### WHAT TO DO
[A] According to the biography of Louis Booker Wright, what degree did he earn from Wofford College in 1920?
[B] Resume the Louis Booker Wright biography after its final sentence.

**** EXCERPT TO READ ****

= Louis Booker Wright =

American writer (1899–1984)

Louis Booker Wright (March 1, 1899 – February 26, 1984) was an American author, educator and librarian.

Wright was the director of the Folger Shakespeare Library, the author of numerous books about the American colonial period, and in 1928 he was awarded the Guggenheim Fellowship.

==Life and career==
Wright resided in Greenwood County, South Carolina, his birthplace, until he attended Wofford College, where he enlisted in the Student Army Training Corps. He was subsequently stationed at Plattsburgh, New York, for six months during World War I. He did not return directly to Wofford after the war, but spent several months as an airmail pilot before resuming his studies. In 1920 he graduated from Wofford with a B.A. in chemistry. In 1923, he became an English teaching assistant at the University of North Carolina at Chapel Hill, where he wrote his master's thesis in 1924. In 1926, he received his PhD from Chapel Hill and became an assistant professor of English there. During this period, he married Francis Black. Louis and Francis moved to London in 1928 upon his reception of a Guggenheim Fellowship.

In 1931, joined the staff of the Huntington Library as an administrator and scholar. Much of his research at Huntington was concerned with the English Renaissance and the colonial period of the United States. While at the Huntington, he also served as a visiting professor at the University of California, Los Angeles, the California Institute of Technology, and Pomona College.

**** DATA SUPPLIED ****

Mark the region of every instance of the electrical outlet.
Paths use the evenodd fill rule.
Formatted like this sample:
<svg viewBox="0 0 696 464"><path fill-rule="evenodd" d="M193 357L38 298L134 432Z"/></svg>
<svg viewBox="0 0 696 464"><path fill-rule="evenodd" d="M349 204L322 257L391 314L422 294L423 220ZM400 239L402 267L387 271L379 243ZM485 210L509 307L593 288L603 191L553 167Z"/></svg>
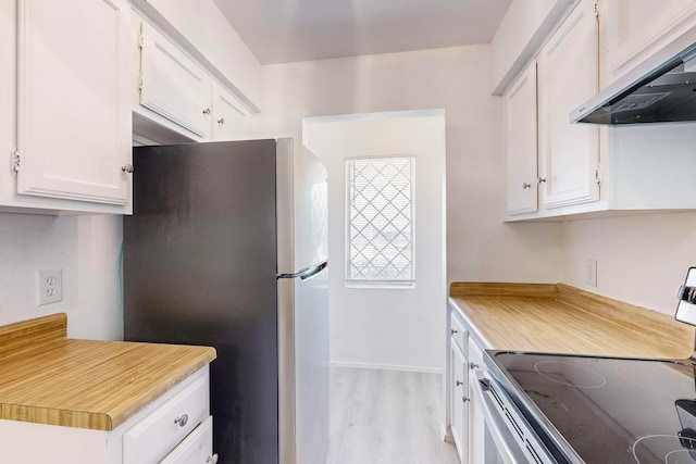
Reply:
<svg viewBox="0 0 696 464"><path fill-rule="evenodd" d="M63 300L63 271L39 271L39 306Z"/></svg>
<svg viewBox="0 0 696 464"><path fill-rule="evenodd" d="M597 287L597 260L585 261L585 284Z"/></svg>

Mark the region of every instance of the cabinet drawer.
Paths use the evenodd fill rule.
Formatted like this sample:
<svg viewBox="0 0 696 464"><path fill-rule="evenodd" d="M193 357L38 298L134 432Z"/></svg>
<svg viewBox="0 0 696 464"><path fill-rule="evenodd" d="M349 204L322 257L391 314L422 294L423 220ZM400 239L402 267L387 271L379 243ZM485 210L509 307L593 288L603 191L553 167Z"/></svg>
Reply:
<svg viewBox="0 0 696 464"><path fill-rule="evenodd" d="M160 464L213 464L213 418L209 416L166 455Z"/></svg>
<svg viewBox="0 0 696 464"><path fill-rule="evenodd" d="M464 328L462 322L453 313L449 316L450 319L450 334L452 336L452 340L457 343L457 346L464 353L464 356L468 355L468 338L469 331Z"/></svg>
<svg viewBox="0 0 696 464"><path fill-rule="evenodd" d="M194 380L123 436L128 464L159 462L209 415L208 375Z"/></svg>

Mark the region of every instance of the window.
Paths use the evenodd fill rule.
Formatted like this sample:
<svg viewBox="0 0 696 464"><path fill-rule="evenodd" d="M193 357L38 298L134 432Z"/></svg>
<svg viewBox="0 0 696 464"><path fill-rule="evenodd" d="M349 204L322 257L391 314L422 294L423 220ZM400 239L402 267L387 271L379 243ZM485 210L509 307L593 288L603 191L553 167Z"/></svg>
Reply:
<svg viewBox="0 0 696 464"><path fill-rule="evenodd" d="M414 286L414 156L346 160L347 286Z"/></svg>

****
**** DATA SUPPLIED ****

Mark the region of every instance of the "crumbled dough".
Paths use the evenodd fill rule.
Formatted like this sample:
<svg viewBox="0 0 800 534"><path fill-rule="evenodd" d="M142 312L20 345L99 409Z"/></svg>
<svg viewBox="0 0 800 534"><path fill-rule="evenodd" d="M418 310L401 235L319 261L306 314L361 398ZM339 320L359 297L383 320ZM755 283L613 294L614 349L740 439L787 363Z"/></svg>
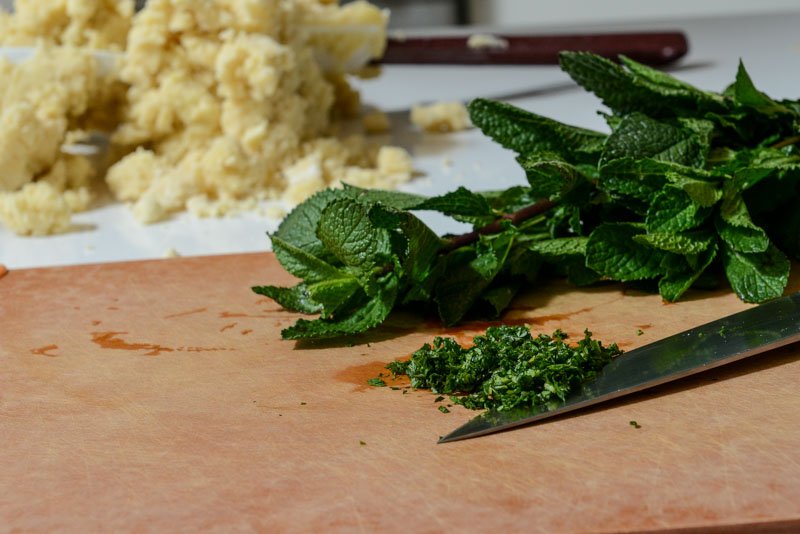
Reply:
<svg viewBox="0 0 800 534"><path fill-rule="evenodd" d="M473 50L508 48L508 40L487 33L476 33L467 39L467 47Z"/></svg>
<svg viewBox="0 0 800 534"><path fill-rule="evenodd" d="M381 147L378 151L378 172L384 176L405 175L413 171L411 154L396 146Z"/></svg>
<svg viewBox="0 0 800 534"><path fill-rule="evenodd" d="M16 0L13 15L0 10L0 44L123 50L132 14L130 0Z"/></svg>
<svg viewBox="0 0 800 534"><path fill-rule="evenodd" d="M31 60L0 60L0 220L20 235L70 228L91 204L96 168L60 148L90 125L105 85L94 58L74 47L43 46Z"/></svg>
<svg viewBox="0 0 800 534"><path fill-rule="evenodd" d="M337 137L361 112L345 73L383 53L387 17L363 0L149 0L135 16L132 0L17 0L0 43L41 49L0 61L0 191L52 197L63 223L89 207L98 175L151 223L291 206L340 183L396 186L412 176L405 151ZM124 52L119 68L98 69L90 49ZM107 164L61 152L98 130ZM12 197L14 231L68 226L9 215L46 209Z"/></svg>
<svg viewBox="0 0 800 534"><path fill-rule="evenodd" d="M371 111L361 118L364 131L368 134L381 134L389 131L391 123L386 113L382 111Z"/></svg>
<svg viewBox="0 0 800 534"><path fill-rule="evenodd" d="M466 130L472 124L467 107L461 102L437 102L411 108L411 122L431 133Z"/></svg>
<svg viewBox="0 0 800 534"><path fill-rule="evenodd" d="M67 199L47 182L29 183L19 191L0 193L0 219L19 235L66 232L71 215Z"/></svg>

****

### OUTPUTS BY TASK
[A] A B.A. in chemistry.

[B]
Before his appointment as director of the Folger Shakespeare Library in 1947, Wright was awarded an honorary Doctor of Letters by Princeton University. He officially began working for the Folger in the summer of 1948. While director, Wright used administrative insight gained at the Huntington to initiate more modern and efficient practices at the Folger, adding reference works and improving lighting in the main research room. During his time as director, Folger also adopted the Library of Congress' classification system. With Virginia LaMar, the Folger's executive secretary, Wright edited an early series of Folger Shakespeare Library editions of Shakespeare's plays, drawing on Folio and Quarto editions of the plays and compiling notes to make the plays as accessible as possible to the casual reader. The editions were published in the late 1950s and early 1960s. He was elected to the American Philosophical Society in 1948 and the American Academy of Arts and Sciences in 1949. Following retirement Wright published some other books, including Barefoot in Arcadia, a coming of age memoir about his developmental years in South Carolina.

Wright gave the A.S.W. Rosenbach Lectures in Bibliography in 1966. He received the Cosmos Club Award in 1973.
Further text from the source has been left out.